> [Your instructions]
Return the records exactly, from the first line through the "Target: dark green forest" line.

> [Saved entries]

^^^^

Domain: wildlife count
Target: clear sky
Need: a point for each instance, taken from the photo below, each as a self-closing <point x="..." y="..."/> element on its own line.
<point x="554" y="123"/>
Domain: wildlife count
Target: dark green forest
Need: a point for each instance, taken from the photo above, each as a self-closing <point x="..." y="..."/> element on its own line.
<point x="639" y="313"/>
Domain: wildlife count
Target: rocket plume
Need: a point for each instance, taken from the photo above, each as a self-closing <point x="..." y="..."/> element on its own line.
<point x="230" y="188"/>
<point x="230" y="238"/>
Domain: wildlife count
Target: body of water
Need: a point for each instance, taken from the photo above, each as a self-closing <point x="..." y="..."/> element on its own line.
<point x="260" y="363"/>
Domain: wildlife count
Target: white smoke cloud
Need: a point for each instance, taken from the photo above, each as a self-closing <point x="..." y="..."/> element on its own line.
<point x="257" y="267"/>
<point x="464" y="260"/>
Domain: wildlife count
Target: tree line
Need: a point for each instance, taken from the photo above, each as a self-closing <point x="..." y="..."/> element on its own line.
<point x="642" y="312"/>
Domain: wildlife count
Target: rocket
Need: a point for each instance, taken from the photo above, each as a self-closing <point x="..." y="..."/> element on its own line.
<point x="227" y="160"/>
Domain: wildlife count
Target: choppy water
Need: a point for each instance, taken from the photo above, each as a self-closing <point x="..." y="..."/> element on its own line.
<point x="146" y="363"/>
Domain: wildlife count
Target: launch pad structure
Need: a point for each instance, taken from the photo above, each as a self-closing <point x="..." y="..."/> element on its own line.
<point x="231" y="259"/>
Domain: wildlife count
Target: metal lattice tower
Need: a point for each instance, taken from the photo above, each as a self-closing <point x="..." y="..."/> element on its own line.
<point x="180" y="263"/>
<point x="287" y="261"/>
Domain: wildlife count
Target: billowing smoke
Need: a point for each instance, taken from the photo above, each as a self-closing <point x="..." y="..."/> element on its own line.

^^^^

> [Task response]
Domain: wildlife count
Target: clear sky
Need: a point for each instance, taken from the photo below, each as a self-closing <point x="..." y="..."/> element on its own line.
<point x="554" y="123"/>
Domain: wildlife count
Target: dark green forest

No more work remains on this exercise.